▶ PROBLEM DESCRIPTION
Find the lines below that contain the string "face". Copy each one.

START RECORDS FOR THE TASK

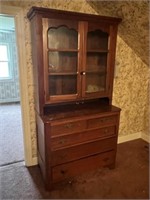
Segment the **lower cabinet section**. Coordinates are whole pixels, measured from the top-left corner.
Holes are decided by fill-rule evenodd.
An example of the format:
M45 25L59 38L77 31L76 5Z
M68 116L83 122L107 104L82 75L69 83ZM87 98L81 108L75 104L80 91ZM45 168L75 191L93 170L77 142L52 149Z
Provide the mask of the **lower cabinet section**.
M117 138L113 137L52 151L50 164L56 166L101 152L106 152L111 149L116 149L116 140Z
M48 190L84 172L115 167L120 109L105 110L37 114L39 165Z
M58 165L52 168L53 182L69 179L83 172L112 165L115 162L115 151L109 151L93 155L67 164Z

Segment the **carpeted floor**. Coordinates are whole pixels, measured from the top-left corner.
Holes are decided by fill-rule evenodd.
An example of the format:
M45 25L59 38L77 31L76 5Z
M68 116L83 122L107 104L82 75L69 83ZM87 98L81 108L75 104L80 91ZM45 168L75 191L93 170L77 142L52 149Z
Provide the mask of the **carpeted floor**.
M0 104L0 166L23 160L20 104Z
M141 139L119 144L115 169L83 174L52 192L45 191L38 166L1 167L1 199L149 199L148 148Z

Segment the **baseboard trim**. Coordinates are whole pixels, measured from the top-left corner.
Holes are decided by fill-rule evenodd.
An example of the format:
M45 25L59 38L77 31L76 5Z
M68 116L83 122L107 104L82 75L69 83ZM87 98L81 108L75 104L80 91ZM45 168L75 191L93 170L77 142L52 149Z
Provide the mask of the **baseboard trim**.
M150 136L146 135L145 133L141 133L141 138L146 142L150 143Z
M118 137L118 144L141 138L141 132Z
M128 142L131 140L136 140L136 139L143 139L146 142L150 143L150 137L146 135L144 132L138 132L138 133L133 133L130 135L123 135L118 137L118 144L123 143L123 142Z

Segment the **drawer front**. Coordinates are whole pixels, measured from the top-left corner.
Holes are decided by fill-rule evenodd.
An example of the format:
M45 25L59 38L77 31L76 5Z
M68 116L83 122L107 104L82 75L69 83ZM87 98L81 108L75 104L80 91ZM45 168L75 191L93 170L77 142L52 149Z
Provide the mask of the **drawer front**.
M94 141L99 138L105 138L108 136L115 136L115 135L116 135L115 126L110 126L66 136L53 137L51 140L51 148L52 150L56 150L59 148L64 148L71 145L77 145L79 143L85 143L92 140Z
M53 182L69 179L98 167L109 166L115 162L115 151L98 154L52 168Z
M117 138L108 138L52 152L52 166L116 149Z
M108 125L115 125L117 122L117 116L108 116L108 117L100 117L100 118L94 118L89 119L87 121L87 127L88 128L97 128L102 126L108 126Z
M86 121L68 122L63 124L51 124L51 135L63 135L79 132L86 129Z

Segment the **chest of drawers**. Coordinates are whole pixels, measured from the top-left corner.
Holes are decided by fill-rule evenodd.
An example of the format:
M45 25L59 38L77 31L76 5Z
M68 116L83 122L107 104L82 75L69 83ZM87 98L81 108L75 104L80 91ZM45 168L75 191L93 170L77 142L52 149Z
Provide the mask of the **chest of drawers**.
M47 189L99 167L115 167L120 109L37 115L38 158Z

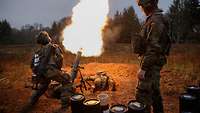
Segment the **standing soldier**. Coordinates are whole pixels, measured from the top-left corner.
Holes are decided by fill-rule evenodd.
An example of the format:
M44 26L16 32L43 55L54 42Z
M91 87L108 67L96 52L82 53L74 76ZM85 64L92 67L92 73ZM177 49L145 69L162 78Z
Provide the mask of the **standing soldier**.
M158 9L158 0L137 0L147 19L136 40L134 52L140 57L136 100L146 105L145 113L164 113L160 94L160 70L170 49L168 22Z
M36 40L40 47L35 52L31 63L34 90L22 113L30 111L40 96L46 92L52 80L62 85L60 95L61 109L57 111L65 112L69 106L69 97L73 92L70 76L61 71L63 64L62 50L58 45L51 43L51 38L46 31L40 32Z

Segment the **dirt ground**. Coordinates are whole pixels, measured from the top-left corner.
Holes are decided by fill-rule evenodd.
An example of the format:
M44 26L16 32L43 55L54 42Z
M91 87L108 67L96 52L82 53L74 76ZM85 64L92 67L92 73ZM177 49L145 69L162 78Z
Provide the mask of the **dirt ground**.
M185 48L184 50L182 48ZM184 87L200 80L199 45L176 45L169 63L161 71L161 91L165 113L178 113L179 95ZM0 113L18 113L26 104L31 90L24 88L31 75L32 46L1 46L0 48ZM190 51L188 51L190 50ZM192 51L191 51L192 50ZM64 69L70 72L74 56L66 54ZM106 71L117 83L117 91L104 91L109 103L127 104L134 99L137 85L138 62L130 45L120 44L105 51L100 57L82 58L84 76ZM101 92L85 91L86 98L96 98ZM60 106L59 100L42 96L31 113L51 113Z

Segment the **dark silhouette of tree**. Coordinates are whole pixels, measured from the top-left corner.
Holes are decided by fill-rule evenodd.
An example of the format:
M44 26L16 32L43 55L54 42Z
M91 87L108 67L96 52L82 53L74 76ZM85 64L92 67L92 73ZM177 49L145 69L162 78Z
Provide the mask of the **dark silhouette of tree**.
M0 21L0 37L11 35L12 28L7 20Z
M138 17L133 7L124 9L122 21L122 31L118 42L131 42L133 34L137 34L140 30Z
M36 35L40 31L47 31L54 43L62 44L62 32L64 28L71 24L71 17L54 21L51 27L43 27L42 24L25 24L20 29L11 28L6 21L0 21L0 43L1 44L36 44ZM8 36L9 35L9 36Z
M62 45L63 42L63 30L67 25L71 24L71 17L64 17L58 22L54 21L51 29L50 36L52 37L54 43Z
M198 0L174 0L167 13L171 36L176 42L200 41Z
M111 49L115 43L131 43L133 34L137 34L139 29L140 23L133 7L117 11L102 29L104 50Z

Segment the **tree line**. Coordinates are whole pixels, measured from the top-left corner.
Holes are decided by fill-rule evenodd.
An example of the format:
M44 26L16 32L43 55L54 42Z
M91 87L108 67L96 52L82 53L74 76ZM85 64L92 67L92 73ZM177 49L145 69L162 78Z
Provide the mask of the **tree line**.
M35 36L41 30L46 30L55 43L62 43L62 31L71 24L71 17L54 21L50 27L43 27L42 24L26 24L20 29L11 28L7 20L0 21L0 43L1 44L34 44ZM130 42L132 33L138 32L139 20L133 7L124 9L115 14L113 18L108 18L106 26L103 28L103 39L106 42Z
M173 42L188 43L200 42L200 4L199 0L173 0L167 13L170 36ZM140 22L133 7L117 11L113 17L107 19L102 29L102 37L105 45L110 43L130 43L134 34L141 29ZM71 17L54 21L50 27L42 24L26 24L21 29L12 28L7 20L0 21L0 44L34 44L35 35L46 30L55 43L63 41L62 32L71 24Z
M7 20L0 21L0 44L35 44L36 35L45 30L49 33L55 43L61 43L61 31L70 24L71 18L62 18L54 21L50 27L44 27L42 24L25 24L20 29L12 28Z
M200 42L199 0L173 0L166 17L174 42Z

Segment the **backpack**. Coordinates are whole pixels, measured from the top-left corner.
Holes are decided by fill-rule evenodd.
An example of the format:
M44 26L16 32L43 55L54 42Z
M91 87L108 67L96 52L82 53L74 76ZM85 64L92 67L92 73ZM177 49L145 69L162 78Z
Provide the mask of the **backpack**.
M36 51L33 55L31 61L33 73L36 75L44 75L51 57L53 57L55 61L55 67L61 69L63 64L63 52L58 45L49 44L47 47Z
M61 70L63 66L63 51L57 44L53 44L52 51L54 54L54 61L56 63L56 68Z

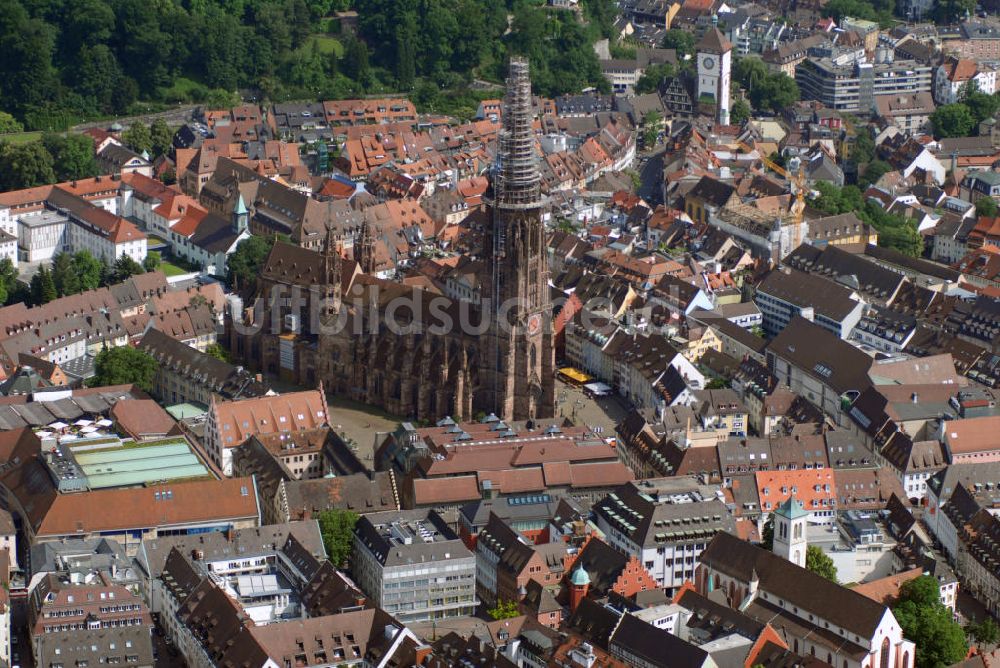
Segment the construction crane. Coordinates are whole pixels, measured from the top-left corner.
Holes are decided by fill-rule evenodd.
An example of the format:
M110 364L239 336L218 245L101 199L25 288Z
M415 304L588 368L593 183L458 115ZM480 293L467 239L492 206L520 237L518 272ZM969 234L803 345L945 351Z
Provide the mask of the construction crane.
M740 147L740 150L745 153L752 153L754 150L749 144L745 142L736 142L736 145ZM787 169L774 162L770 158L765 158L764 156L759 156L759 159L764 166L770 169L772 172L781 175L786 181L788 181L791 186L792 194L795 195L795 204L792 206L792 214L795 216L795 229L792 230L792 250L795 250L802 244L802 218L806 210L806 172L805 165L799 165L799 171L797 174L791 174Z

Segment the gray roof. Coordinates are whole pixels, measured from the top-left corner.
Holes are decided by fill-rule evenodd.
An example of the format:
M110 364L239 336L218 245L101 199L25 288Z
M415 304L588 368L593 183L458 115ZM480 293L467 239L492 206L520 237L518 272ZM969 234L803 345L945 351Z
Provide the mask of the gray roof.
M816 313L837 322L861 307L861 302L851 298L851 289L793 269L772 271L757 287L757 294L769 295L799 308L812 306Z
M139 341L139 349L152 355L159 365L185 378L197 379L225 399L259 397L268 388L242 367L216 359L156 329Z
M668 495L657 502L645 490L626 485L599 501L595 514L616 527L637 545L663 547L680 542L706 542L719 531L736 531L732 514L720 499L705 495L694 485L690 498L672 503Z
M741 582L750 582L756 573L760 591L778 596L787 601L786 605L814 613L866 639L872 636L888 610L881 603L730 533L717 534L701 553L700 561Z
M927 479L927 488L942 502L951 498L961 485L992 483L1000 490L1000 462L951 464Z
M420 524L429 535L421 539ZM394 537L393 528L403 527L416 538L410 544ZM363 544L385 567L406 564L474 559L458 534L433 510L404 510L364 515L354 528L356 543Z
M148 576L156 578L163 572L170 550L176 547L184 553L199 550L206 559L221 559L229 555L249 555L273 552L274 545L284 545L290 535L295 536L313 554L326 556L323 537L315 520L269 524L263 527L237 529L230 539L221 531L191 536L161 536L144 540L135 556L136 565Z
M767 354L786 360L837 394L861 392L871 385L872 358L805 318L793 318L768 344Z
M816 248L803 244L783 260L787 266L854 286L861 294L889 300L905 280L902 274L880 267L864 255L837 246Z
M46 633L36 649L41 666L152 666L153 640L144 625ZM22 652L27 648L21 649ZM131 660L130 660L131 657Z

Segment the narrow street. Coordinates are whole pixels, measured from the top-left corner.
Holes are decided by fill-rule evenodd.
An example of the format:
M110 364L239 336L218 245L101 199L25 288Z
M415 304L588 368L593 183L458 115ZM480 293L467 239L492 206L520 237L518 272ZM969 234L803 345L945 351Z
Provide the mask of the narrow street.
M92 128L103 128L107 129L112 123L118 123L124 127L129 127L133 123L144 123L149 125L156 119L163 119L167 122L167 125L183 125L187 121L191 120L191 113L202 105L199 104L189 104L182 107L177 107L176 109L168 109L166 111L159 111L152 114L141 114L139 116L126 116L123 118L113 118L104 121L92 121L89 123L81 123L80 125L74 125L72 130L75 132L82 132L84 130L90 130Z
M639 172L639 196L655 207L663 203L663 154L666 147L658 146L652 154L636 156L636 170Z

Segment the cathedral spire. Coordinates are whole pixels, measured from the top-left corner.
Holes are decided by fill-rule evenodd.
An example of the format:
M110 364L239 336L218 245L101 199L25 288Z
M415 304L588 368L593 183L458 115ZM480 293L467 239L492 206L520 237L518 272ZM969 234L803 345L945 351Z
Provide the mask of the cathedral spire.
M323 240L323 282L329 287L340 289L340 249L333 227L326 228Z
M364 273L372 274L375 272L375 233L372 231L368 216L362 219L358 238L354 242L354 261L358 263Z
M323 240L323 275L319 279L323 293L322 318L328 323L340 312L340 260L340 238L333 231L333 226L328 226Z
M541 203L533 121L528 61L514 57L510 59L507 77L496 174L495 196L500 207L519 208Z

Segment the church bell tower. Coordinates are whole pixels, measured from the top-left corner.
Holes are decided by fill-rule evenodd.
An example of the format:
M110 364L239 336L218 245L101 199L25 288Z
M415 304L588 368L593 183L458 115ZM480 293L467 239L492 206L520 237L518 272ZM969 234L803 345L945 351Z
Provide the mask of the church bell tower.
M555 411L555 349L544 202L532 128L528 61L512 58L492 177L483 277L477 408L503 420L551 417ZM488 304L488 306L487 306Z

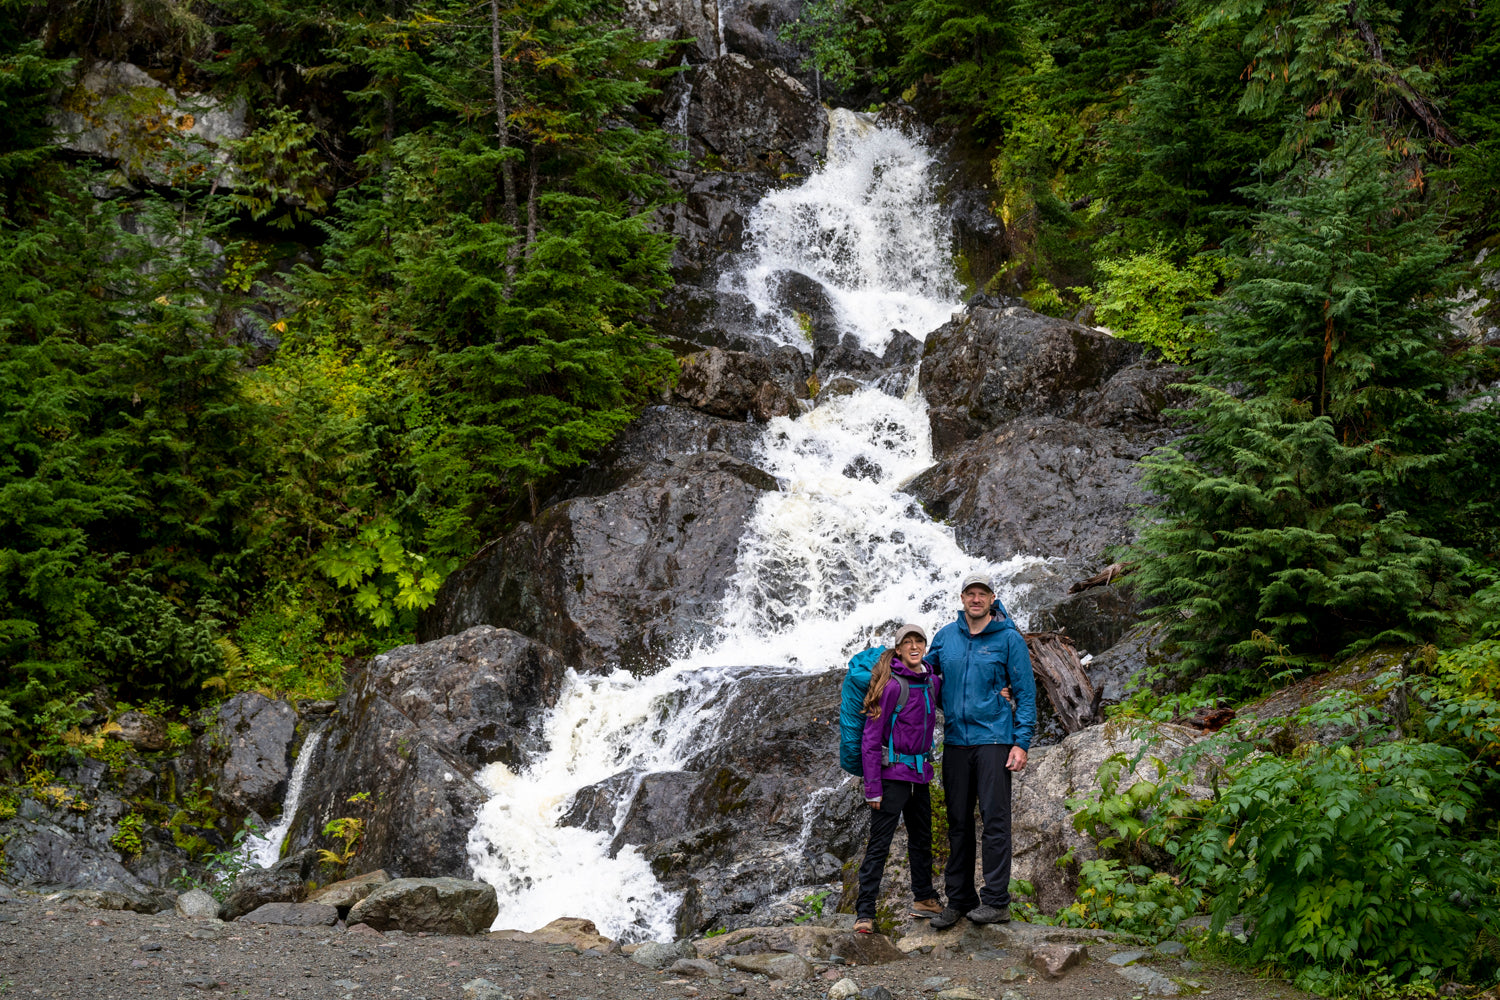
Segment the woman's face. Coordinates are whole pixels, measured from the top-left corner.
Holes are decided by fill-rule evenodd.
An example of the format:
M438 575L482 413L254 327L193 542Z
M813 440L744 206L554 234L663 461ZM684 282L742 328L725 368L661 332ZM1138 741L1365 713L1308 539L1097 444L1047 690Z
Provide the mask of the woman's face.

END RECORDS FOR THE TASK

▶ RESULT
Segment the woman's face. Coordinates are whole pixels, measured from the top-left corner.
Provide the mask of the woman's face.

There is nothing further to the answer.